WORK INSTRUCTIONS:
Everything from the line holding "Annotation task: put one keypoint on every instance of the tree" through the last line below must be repeated exactly, and nothing else.

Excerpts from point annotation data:

------------------------------------------------

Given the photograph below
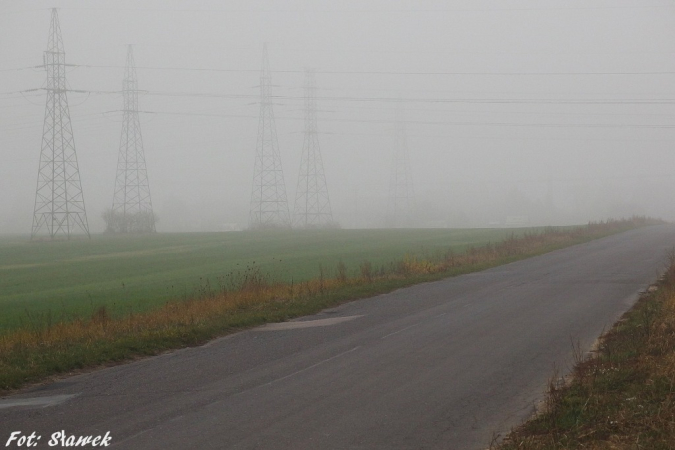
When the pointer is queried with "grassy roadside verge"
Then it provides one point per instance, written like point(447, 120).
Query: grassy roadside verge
point(31, 354)
point(624, 396)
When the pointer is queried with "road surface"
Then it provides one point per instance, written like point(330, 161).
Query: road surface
point(442, 365)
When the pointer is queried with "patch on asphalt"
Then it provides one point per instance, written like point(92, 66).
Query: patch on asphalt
point(305, 324)
point(35, 402)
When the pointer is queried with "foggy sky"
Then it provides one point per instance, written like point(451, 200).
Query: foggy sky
point(558, 111)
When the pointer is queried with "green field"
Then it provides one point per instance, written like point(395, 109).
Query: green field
point(53, 281)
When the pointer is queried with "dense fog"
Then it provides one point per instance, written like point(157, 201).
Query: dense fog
point(516, 113)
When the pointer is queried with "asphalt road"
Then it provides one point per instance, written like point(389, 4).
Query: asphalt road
point(442, 365)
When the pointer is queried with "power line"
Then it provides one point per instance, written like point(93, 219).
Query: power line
point(372, 72)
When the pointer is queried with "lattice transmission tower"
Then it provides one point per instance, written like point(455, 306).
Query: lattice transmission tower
point(269, 205)
point(312, 204)
point(401, 206)
point(132, 206)
point(59, 202)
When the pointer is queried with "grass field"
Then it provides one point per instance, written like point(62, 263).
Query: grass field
point(70, 312)
point(46, 282)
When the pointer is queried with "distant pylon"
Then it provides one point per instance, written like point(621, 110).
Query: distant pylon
point(401, 206)
point(59, 202)
point(312, 205)
point(132, 206)
point(269, 205)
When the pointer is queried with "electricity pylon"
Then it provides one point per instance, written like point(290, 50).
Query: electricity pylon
point(132, 206)
point(269, 205)
point(401, 207)
point(59, 202)
point(312, 205)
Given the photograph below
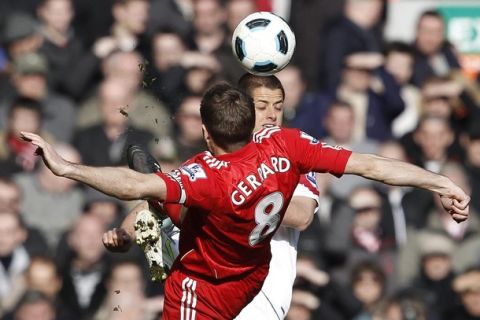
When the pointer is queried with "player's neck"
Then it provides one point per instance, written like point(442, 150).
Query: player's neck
point(218, 151)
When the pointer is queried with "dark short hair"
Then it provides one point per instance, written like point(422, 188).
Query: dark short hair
point(248, 82)
point(339, 104)
point(430, 13)
point(399, 46)
point(368, 266)
point(228, 115)
point(26, 103)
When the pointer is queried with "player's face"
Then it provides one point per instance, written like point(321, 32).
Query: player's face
point(268, 107)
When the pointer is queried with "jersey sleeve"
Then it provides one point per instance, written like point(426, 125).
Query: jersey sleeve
point(190, 185)
point(312, 155)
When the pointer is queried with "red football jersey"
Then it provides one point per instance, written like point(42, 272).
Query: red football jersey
point(236, 201)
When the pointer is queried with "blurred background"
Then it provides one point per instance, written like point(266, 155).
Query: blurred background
point(399, 78)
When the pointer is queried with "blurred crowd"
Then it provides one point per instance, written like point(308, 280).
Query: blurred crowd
point(94, 76)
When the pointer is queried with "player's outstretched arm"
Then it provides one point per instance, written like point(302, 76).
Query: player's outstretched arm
point(299, 213)
point(121, 183)
point(399, 173)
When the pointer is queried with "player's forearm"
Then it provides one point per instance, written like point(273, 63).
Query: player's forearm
point(299, 213)
point(397, 173)
point(118, 182)
point(129, 221)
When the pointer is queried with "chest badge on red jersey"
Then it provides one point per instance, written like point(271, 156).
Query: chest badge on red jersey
point(194, 171)
point(304, 135)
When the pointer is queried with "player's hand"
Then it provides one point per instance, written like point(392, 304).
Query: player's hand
point(456, 203)
point(117, 240)
point(51, 158)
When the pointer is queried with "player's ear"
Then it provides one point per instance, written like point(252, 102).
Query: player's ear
point(206, 135)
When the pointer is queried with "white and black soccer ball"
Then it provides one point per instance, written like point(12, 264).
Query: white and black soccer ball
point(263, 43)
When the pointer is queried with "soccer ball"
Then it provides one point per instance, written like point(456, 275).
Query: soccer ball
point(263, 43)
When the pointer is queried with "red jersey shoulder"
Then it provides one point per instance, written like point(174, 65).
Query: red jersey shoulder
point(310, 182)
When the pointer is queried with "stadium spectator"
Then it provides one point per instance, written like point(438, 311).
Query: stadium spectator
point(175, 15)
point(368, 283)
point(189, 138)
point(14, 259)
point(376, 101)
point(452, 98)
point(48, 202)
point(471, 143)
point(465, 236)
point(401, 306)
point(360, 234)
point(434, 56)
point(209, 17)
point(166, 73)
point(310, 20)
point(15, 155)
point(29, 78)
point(110, 210)
point(21, 34)
point(432, 140)
point(339, 123)
point(313, 284)
point(42, 276)
point(61, 46)
point(104, 143)
point(144, 111)
point(435, 278)
point(354, 32)
point(85, 270)
point(399, 59)
point(406, 206)
point(35, 305)
point(127, 32)
point(126, 298)
point(10, 200)
point(466, 285)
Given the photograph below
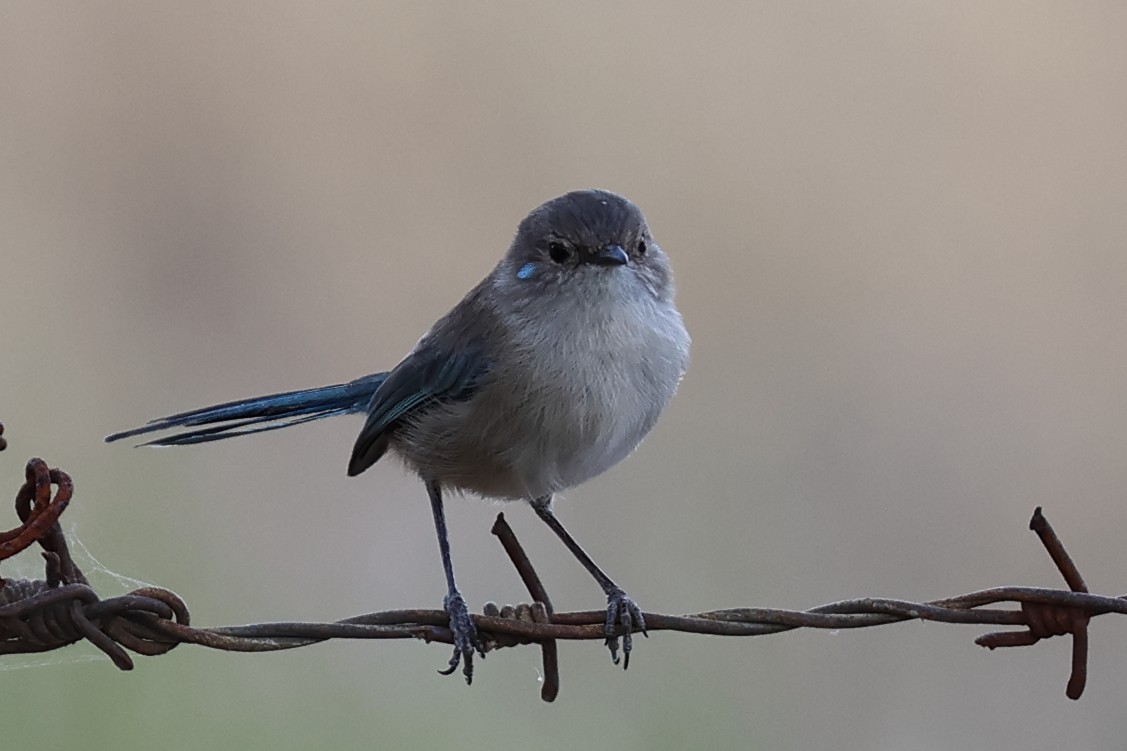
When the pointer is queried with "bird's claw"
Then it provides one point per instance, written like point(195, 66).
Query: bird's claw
point(466, 636)
point(622, 611)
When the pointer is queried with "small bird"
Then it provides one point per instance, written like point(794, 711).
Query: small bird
point(550, 371)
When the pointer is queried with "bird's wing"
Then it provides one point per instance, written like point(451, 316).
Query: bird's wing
point(428, 374)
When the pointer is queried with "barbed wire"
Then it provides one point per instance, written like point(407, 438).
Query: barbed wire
point(62, 608)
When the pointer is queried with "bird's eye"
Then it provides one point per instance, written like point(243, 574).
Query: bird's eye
point(559, 252)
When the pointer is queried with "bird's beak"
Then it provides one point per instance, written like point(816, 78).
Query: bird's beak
point(611, 255)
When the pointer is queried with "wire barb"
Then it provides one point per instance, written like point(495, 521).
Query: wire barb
point(1046, 619)
point(61, 609)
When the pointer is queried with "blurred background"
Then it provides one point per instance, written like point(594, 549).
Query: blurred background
point(898, 231)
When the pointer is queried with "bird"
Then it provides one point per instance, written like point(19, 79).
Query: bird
point(550, 371)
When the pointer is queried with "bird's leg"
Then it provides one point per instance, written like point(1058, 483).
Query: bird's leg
point(466, 634)
point(620, 609)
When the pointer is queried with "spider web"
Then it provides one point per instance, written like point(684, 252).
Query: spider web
point(105, 582)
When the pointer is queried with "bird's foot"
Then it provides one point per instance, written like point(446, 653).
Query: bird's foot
point(466, 636)
point(622, 611)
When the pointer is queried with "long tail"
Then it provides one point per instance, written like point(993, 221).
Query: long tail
point(267, 413)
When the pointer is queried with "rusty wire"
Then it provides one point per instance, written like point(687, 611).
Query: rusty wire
point(37, 616)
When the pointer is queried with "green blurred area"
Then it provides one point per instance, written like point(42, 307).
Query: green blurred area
point(898, 231)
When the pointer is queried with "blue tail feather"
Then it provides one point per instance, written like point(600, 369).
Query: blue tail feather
point(259, 414)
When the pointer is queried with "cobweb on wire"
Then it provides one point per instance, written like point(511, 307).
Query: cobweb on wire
point(101, 577)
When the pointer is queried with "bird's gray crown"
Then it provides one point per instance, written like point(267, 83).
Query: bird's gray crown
point(578, 227)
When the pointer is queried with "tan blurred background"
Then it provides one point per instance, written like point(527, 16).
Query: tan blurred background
point(899, 236)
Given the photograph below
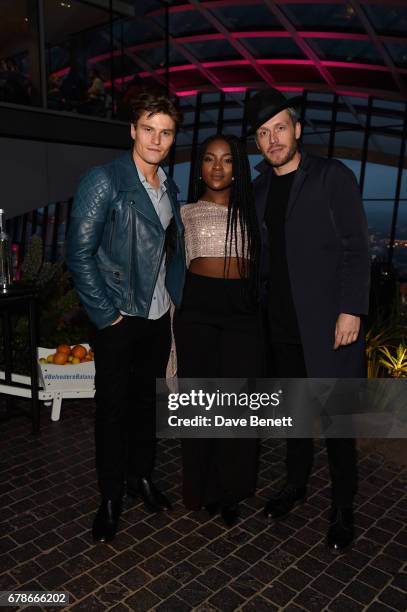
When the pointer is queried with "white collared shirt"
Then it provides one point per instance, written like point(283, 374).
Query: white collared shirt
point(162, 205)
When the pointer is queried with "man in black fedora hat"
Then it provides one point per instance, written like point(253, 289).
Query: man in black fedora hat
point(315, 283)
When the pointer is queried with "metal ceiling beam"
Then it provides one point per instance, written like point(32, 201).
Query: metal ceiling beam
point(304, 46)
point(381, 49)
point(211, 4)
point(237, 45)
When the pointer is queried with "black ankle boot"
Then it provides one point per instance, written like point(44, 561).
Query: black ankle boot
point(106, 521)
point(341, 529)
point(154, 500)
point(285, 501)
point(230, 514)
point(212, 509)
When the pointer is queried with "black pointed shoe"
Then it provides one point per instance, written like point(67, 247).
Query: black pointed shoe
point(106, 521)
point(212, 509)
point(285, 501)
point(230, 515)
point(154, 500)
point(341, 529)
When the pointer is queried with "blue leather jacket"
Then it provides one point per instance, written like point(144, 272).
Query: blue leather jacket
point(116, 243)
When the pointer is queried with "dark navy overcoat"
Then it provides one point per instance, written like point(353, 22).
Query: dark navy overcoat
point(328, 259)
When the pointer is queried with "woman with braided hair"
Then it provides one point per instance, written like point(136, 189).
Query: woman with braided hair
point(216, 329)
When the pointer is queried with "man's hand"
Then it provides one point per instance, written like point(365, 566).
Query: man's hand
point(346, 330)
point(119, 318)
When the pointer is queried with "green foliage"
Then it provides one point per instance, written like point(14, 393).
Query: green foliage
point(60, 317)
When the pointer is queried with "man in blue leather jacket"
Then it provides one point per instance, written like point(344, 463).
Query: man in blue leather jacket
point(126, 256)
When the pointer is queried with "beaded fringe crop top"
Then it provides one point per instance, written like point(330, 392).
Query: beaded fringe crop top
point(205, 231)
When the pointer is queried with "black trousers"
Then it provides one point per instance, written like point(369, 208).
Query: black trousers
point(217, 336)
point(129, 356)
point(287, 361)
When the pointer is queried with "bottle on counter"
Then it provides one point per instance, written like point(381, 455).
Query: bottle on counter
point(6, 274)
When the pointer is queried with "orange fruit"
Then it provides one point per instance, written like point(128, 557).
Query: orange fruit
point(63, 348)
point(79, 351)
point(60, 358)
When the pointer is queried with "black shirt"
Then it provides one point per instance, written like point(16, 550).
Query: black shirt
point(281, 312)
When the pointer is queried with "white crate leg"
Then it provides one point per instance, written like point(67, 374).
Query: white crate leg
point(56, 407)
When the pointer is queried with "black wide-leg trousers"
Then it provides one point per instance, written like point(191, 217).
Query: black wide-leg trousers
point(129, 356)
point(287, 361)
point(217, 335)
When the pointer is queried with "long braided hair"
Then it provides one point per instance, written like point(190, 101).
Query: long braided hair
point(241, 217)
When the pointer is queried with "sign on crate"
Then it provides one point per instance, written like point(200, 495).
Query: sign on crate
point(70, 377)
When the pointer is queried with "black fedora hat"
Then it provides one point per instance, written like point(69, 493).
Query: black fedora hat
point(265, 104)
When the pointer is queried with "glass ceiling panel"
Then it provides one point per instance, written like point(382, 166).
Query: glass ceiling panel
point(186, 23)
point(398, 53)
point(387, 19)
point(269, 48)
point(239, 18)
point(336, 17)
point(155, 57)
point(348, 50)
point(212, 50)
point(134, 31)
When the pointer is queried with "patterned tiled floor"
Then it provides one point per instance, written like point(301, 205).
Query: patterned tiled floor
point(183, 561)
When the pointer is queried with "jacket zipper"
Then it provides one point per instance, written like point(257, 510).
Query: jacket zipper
point(113, 222)
point(130, 268)
point(156, 273)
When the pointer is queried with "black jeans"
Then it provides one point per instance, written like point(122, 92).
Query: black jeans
point(287, 361)
point(129, 356)
point(217, 335)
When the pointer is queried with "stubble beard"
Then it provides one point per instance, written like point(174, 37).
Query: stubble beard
point(286, 159)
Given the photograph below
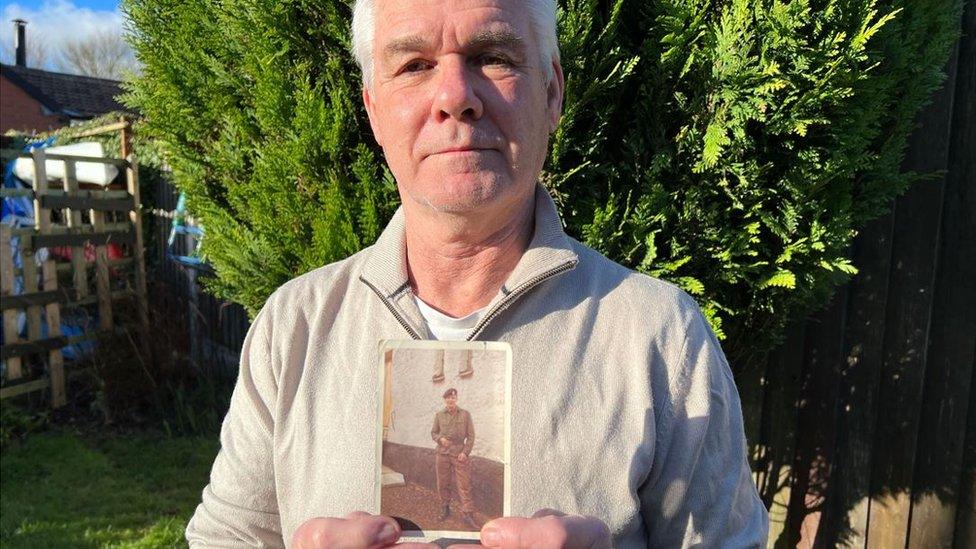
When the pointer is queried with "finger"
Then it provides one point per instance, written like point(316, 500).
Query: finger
point(358, 532)
point(548, 512)
point(572, 532)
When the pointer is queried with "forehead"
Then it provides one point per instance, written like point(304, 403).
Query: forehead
point(447, 24)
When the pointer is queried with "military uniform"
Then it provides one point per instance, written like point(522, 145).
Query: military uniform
point(458, 428)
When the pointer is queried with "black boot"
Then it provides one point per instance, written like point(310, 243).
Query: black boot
point(470, 521)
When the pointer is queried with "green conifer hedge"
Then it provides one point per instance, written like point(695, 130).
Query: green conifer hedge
point(732, 147)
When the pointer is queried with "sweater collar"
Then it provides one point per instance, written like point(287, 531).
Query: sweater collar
point(385, 268)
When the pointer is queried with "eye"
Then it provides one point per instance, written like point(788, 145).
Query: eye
point(415, 65)
point(493, 59)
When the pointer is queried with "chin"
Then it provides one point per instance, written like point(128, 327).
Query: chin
point(460, 195)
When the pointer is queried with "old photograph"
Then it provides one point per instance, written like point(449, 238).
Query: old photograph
point(443, 438)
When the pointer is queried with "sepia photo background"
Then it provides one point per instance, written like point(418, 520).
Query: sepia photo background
point(411, 398)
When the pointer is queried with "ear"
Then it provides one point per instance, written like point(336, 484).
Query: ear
point(554, 96)
point(371, 113)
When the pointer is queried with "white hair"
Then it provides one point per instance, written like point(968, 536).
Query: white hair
point(542, 14)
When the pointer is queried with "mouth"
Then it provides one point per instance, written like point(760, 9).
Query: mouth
point(461, 150)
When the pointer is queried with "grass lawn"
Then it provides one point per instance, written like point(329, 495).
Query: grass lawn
point(63, 489)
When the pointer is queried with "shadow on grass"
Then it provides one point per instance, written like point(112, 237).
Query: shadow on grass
point(63, 489)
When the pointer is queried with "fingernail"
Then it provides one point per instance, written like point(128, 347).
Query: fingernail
point(387, 534)
point(491, 536)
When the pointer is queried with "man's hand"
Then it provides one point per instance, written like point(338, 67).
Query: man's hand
point(546, 529)
point(356, 531)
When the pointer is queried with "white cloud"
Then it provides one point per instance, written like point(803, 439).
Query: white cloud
point(54, 23)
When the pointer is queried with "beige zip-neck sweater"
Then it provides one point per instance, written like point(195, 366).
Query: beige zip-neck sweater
point(623, 405)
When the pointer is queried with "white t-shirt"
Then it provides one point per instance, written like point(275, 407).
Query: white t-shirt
point(447, 328)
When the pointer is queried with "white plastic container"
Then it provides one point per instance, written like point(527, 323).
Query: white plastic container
point(85, 172)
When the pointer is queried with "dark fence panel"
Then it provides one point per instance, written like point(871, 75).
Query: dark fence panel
point(882, 434)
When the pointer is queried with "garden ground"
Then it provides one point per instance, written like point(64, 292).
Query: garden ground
point(71, 488)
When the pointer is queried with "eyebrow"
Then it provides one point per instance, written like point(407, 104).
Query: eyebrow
point(504, 39)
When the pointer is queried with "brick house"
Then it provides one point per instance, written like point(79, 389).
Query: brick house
point(35, 100)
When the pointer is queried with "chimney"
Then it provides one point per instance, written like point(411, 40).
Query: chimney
point(21, 44)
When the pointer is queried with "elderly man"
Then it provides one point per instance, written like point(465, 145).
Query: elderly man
point(626, 425)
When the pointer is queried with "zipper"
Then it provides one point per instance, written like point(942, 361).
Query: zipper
point(396, 314)
point(514, 294)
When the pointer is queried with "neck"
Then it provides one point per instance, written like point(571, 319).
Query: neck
point(456, 264)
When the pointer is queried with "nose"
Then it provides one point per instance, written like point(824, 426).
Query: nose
point(455, 93)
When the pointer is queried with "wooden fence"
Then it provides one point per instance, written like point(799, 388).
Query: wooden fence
point(81, 218)
point(863, 424)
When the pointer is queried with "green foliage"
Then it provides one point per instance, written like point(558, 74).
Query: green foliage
point(731, 147)
point(64, 489)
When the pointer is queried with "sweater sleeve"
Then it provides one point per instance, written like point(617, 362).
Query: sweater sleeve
point(239, 506)
point(700, 490)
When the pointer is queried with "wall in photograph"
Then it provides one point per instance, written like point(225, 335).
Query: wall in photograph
point(416, 398)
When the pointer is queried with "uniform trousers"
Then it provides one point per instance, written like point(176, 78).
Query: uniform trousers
point(449, 468)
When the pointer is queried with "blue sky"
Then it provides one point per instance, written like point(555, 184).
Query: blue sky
point(54, 22)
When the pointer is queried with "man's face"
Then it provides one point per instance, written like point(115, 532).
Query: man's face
point(450, 402)
point(458, 101)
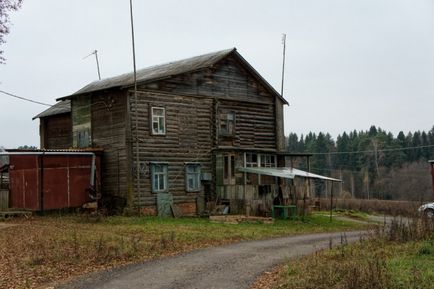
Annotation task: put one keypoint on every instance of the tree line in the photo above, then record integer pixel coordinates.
(372, 163)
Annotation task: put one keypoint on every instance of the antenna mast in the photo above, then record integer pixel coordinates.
(283, 63)
(95, 52)
(136, 104)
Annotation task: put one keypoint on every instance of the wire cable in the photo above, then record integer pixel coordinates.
(373, 151)
(25, 99)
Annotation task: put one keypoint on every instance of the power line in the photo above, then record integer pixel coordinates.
(373, 151)
(25, 99)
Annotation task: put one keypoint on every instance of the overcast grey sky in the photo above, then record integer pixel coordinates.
(350, 64)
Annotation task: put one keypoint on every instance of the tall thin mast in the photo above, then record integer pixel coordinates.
(283, 62)
(136, 110)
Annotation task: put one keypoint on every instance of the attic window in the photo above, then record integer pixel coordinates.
(227, 123)
(158, 120)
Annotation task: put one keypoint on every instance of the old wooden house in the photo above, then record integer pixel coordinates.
(196, 122)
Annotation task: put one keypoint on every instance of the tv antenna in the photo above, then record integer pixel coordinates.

------------------------------------------------

THE COMPLETED TASK:
Annotation task: put one keypoint on every instance of the tree line in the photo above, then record integer pixel coordinates.
(372, 163)
Annotation task: put one keypoint on every instance of the antenna mast in the photo above, then record integer pixel coordinates.
(283, 63)
(95, 52)
(136, 104)
Annotation task: put one keypoint on every instance of the wire cable in the photo above, then record integer pixel coordinates.
(373, 151)
(25, 99)
Annotation task: put one keypoint on every instance of the power line in the photo above, then record integer pixel coordinates.
(373, 151)
(25, 99)
Annotation task: put one keypoint on every instance of the overcast grey sky in the photo above, then record integer pixel coordinates.
(350, 64)
Annotation task: put one keypoint on every instance of the tall thin mast in the photo above, then record integer pixel coordinates.
(283, 62)
(136, 110)
Annotation task: put one keypoint on every instance of the attic window in the photo above, then record integer pixel coordinates.
(227, 123)
(158, 120)
Annotation task: put one keypoint on every instance of the old wooden house in the photo above, then record integer pixel coordinates.
(196, 122)
Annotation task: put one keypoint on every instance of the tv antenna in the photo above, then record integer pixel coordinates.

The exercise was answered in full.